**TASKS FOR THIS EXERCISE:**
1: In the blog post about steroid use in baseball, how many names were on the list of players who tested positive in the 2003 random tests?
2: Continue the blog post about steroid use in baseball from where it stops.

**SELECTED EXCERPT:**
________

What Am I Supposed To Feel? Good?

Since the A-Rod thing in spring, we’ve seen Many Ramirez suspended for testing positive to PEDs, and now we find that he along with David Ortiz were two of the 103 names on the list of players who tested positive to random tests in 2003.

Remember how they were supposed to be confidential? A-Rod found out otherwise. Now the leaked names are Ramirez and Ortiz. What’s slightly (and I do mean ever so slightly) interesting about the revelation is that if one team seemed mostly spared by the steroid allegations of the Mitchell Report, it was the Red Sox. Of course, Yankee fans copped the brunt of the steroid circus as Jason Giambi, Roger Clemens, Andy Pettitte and Alex Rodriguez all had to weather the allegations. Of the four, three have come out (for want of a better expression) and admitted the use, while Clemens remains defiant in his denial.

If you’re a regular reader, you know I’ve made peace with the steroid era. However, in burying that era, it’s rankled that Red Sox fans have been on their little moral high horse for some time about the Yankees’ players who got busted. In this light, it’s nice to see that, no, the Red Sox were not magically exempt from the steroid era – indeed they were net beneficiaries as much as any other team, if not more. After all, uhh, count their rings this decade.

________

**DATASET EXTRACT:**
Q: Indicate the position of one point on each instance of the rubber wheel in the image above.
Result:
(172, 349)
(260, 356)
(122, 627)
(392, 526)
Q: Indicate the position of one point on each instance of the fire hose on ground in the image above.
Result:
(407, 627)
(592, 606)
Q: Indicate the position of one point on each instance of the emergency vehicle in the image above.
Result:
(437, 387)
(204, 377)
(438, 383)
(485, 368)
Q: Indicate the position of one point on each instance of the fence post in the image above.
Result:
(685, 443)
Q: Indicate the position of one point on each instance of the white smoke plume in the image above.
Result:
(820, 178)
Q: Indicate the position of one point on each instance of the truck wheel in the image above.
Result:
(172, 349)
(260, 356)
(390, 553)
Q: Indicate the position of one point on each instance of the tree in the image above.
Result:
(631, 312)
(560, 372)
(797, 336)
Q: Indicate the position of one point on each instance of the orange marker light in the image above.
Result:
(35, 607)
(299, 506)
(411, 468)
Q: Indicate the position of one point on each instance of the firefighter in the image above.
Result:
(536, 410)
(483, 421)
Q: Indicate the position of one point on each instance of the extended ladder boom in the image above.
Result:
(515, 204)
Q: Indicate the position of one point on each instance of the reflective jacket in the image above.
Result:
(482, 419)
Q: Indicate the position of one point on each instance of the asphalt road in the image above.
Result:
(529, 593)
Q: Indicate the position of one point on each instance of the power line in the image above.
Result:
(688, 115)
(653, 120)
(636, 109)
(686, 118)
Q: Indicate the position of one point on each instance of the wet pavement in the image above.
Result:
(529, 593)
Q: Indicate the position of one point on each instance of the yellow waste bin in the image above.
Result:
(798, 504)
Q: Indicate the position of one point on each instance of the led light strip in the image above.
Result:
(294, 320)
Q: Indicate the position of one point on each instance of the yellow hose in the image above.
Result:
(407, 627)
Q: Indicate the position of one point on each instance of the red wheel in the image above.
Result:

________

**RESPONSES PER TASK:**
1: 103

2:
Unlike with A-Rod who had to have a terrible press conference this year, it doesn’t seem likely David Ortiz is going to have one. It seems unfair, but that is the difference between being the first and the second in having your name leaked from a confidential list.

Jose Canseco as per usual has said he’s not the least bit surprised.

Jose Canseco, whose 2005 book arguably started the cascade of revelations and an investigation into the performance-enhancing drugs in baseball, barely raised an eyebrow when he was told David Ortiz and Manny Ramirez are reportedly on the list of 104 players who tested positive in 2003.

“When you tell me something I didn’t already know, I’ll be surprised,’’ Canseco told ESPN. “And I’ll tell you this, Major League Baseball is going to have a big, big problem on their hands when they find out they have a Hall of Famer who’s used.”

When asked to name who that Hall of Fame player is, Canseco refused to divulge who he believes it is.

“It’s not about naming names,’’ he said. “I’ve never had anything against the players. It’s always been against Major League Baseball. I know who’s on that list, but like I said, it’s not about attacking the players. It’s about the machine that allowed this to happen. What I speak out of my mouth is the truth. It burns like fire. Just remember, I have never lied about this subject.”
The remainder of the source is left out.